#### Task description
Could you put the items below, from the line with "of the toyota" through the end of the items, into a two-column CSV with the headers item_text and answer? Use one row per item, with each field in quotes and any line breaks replaced by spaces.

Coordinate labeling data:
>> Begin
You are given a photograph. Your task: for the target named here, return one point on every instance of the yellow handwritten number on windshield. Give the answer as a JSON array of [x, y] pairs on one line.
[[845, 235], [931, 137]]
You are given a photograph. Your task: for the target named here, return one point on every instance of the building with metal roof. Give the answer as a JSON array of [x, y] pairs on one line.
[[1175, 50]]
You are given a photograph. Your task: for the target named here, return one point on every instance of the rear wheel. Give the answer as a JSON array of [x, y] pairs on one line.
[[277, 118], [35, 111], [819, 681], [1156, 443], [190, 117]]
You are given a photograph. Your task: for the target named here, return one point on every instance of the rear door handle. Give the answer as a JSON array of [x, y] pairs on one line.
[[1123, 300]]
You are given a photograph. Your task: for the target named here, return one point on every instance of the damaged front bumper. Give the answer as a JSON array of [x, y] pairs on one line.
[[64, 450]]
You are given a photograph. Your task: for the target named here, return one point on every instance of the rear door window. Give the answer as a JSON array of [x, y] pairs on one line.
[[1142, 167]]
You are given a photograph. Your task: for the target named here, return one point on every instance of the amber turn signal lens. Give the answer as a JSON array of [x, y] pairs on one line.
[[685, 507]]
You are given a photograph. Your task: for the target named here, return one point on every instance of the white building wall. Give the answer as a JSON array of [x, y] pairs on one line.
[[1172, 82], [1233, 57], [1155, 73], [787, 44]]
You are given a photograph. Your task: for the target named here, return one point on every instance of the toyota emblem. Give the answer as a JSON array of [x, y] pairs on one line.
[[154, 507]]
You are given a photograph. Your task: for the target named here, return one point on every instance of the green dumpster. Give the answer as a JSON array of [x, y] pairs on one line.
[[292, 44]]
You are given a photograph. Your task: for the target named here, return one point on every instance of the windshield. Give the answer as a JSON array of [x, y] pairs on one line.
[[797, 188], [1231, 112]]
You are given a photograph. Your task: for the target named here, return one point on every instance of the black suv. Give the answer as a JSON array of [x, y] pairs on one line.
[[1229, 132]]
>> End
#### Finished answer
item_text,answer
"You are given a photograph. Your task: for the target named here, return one point on every instance of the toyota emblem. Give the answer as a JSON array of [x, y] pairs on one line.","[[154, 507]]"
"You are given a photograph. Your task: for the target named here, return one point on every instance of the green dumpster. Give the answer as a JSON array of [x, y] pairs on one line.","[[292, 44]]"
"You are given a photograph. Your task: for the target named here, return one point on every instance of the windshield. Give the answer as a JSON array of [x, y] pairs on one line.","[[797, 188], [1231, 112]]"
"You are given a photograph. Your task: for the target named here, return one point on every instance of the black suv. Give the answer as a JSON array of [x, y] pairs on one line.","[[1229, 132]]"